- [Your task]:
Edit the data from the line containing "Expected: for every instance of the dark" up to and including the line containing "x=1227 y=429" by replacing "innermost point" with "central point", leaving everything else unchanged.

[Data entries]
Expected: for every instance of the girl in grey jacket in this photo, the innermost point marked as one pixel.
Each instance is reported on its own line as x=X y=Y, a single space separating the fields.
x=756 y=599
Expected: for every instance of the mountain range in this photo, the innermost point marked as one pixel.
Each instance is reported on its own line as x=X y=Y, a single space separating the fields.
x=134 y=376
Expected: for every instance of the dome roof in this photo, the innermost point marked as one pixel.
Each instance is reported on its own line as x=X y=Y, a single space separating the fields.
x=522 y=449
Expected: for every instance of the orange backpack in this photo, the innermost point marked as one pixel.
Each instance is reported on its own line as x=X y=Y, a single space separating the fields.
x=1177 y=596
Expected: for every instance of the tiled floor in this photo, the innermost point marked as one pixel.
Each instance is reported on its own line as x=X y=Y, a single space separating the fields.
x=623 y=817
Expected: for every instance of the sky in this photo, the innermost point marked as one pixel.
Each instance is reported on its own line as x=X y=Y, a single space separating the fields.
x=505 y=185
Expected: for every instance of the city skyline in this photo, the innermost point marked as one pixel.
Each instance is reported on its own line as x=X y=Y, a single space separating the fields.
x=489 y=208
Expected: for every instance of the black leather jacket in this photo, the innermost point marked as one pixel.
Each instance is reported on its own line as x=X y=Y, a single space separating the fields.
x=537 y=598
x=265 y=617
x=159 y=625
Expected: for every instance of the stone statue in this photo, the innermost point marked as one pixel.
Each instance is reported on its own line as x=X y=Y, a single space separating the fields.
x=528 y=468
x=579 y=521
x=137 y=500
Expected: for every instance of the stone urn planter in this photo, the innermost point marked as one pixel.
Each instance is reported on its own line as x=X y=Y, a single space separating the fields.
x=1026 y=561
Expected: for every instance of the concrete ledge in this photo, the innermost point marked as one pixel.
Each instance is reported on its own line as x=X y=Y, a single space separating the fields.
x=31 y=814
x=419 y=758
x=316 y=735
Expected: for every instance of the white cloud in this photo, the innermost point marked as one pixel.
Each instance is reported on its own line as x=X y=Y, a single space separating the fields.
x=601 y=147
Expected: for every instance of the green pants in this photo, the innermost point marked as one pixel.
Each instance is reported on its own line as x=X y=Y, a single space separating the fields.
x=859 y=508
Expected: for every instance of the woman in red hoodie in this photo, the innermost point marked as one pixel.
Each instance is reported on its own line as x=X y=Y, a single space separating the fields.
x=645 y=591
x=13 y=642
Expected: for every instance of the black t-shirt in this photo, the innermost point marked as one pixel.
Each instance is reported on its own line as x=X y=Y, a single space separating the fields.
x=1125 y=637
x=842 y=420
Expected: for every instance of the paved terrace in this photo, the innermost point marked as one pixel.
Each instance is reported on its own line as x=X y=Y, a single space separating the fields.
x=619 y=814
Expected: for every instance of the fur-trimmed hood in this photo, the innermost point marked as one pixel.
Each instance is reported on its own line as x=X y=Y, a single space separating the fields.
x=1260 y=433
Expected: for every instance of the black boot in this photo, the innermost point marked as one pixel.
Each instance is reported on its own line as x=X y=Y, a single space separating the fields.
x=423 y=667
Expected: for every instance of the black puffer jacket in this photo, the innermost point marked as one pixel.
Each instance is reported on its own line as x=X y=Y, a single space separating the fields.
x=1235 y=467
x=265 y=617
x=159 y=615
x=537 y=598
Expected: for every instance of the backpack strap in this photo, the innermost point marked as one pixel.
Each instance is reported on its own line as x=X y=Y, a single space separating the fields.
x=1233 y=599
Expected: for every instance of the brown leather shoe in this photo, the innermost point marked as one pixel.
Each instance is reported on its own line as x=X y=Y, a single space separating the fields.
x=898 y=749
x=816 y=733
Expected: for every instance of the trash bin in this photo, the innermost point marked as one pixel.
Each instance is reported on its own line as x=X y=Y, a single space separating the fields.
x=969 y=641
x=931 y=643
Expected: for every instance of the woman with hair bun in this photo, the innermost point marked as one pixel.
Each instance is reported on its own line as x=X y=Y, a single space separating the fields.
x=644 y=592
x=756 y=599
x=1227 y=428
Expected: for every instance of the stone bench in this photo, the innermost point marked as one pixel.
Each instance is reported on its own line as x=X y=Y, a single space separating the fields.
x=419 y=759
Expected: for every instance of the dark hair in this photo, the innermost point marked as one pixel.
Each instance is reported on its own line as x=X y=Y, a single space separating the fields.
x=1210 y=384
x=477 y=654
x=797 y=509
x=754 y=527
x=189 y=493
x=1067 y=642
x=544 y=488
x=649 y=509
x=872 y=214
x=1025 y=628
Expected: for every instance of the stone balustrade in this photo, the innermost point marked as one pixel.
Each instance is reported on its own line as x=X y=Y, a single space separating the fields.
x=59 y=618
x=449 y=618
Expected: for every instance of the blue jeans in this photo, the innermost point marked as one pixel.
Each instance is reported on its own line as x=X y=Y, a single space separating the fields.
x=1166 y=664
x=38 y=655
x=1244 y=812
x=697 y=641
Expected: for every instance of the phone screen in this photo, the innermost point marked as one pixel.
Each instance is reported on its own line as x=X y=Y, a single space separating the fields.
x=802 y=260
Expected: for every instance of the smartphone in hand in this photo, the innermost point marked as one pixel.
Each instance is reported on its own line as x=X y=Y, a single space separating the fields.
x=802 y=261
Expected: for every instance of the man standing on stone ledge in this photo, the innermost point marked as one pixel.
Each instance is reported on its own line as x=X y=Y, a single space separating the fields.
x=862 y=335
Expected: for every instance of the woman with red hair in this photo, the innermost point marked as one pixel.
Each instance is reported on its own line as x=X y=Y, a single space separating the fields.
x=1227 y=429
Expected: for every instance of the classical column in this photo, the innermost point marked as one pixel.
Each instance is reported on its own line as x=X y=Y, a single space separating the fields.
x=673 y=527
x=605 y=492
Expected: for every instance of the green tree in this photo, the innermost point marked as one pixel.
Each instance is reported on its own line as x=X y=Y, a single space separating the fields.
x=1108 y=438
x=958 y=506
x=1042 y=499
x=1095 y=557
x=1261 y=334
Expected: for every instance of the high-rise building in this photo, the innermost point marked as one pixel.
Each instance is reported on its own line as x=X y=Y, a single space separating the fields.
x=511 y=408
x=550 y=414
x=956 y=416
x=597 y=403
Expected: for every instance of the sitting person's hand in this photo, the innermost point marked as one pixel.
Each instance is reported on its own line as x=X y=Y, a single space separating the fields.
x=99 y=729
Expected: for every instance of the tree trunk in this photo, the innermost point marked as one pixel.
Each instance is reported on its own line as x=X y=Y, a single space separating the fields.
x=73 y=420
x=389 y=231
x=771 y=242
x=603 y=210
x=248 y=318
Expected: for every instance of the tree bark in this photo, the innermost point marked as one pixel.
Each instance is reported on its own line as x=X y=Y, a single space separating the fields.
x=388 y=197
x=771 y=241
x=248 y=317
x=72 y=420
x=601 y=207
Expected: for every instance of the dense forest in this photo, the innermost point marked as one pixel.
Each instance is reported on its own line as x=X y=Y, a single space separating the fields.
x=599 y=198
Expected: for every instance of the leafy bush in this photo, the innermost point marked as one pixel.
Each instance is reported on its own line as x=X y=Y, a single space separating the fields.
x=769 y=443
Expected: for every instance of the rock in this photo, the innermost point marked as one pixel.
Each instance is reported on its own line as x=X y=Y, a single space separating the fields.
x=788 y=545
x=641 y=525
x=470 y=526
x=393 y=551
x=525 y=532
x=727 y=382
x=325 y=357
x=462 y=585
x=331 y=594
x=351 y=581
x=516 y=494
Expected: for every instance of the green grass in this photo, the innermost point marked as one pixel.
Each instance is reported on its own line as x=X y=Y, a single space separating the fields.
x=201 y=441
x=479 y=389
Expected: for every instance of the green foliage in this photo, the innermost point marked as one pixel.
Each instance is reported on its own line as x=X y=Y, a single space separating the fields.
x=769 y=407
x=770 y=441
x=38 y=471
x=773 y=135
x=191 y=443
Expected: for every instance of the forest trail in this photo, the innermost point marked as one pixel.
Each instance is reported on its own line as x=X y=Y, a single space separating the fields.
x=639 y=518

- [Problem solution]:
Expected: for every instance of the dark hair in this photo, the central point marked as one pixel.
Each instance is reported on its own line as x=X y=Y, a single space separating the fields.
x=1210 y=384
x=477 y=654
x=797 y=509
x=754 y=527
x=189 y=493
x=1067 y=642
x=544 y=488
x=649 y=509
x=872 y=214
x=1025 y=628
Expected: for every instance of the stone balustrade in this photo, the central point marked as one pixel.
Each instance is reported on its own line as x=X y=Y, a single space separating the fields.
x=59 y=618
x=449 y=618
Expected: for every instance of the blue jeans in this photo, the central point marked as one pixel.
Each instance is reported on its own line as x=X y=Y, a single space separating the fields.
x=1166 y=664
x=38 y=655
x=1244 y=812
x=697 y=641
Expected: for every instance of the phone screen in this photo, the central point marked as one pixel.
Each instance is reported on its own line as x=X y=Y, a single space separating the fields.
x=802 y=260
Expected: for every instance of the smartphone in hand in this photo, the central point marked as one pixel.
Each instance is reported on its own line as x=X y=Y, a single space separating the fields.
x=802 y=261
Expected: for every instance of the man standing on stone ledge in this photo, the central point marked as one pixel.
Each instance is reported on its own line as x=X y=Y, a single space separating the fields.
x=862 y=335
Expected: for every instance of the woman with red hair in this photo, the central point marked as one pixel.
Each instance is reported on its own line as x=X y=Y, a single space separating the fields.
x=1227 y=429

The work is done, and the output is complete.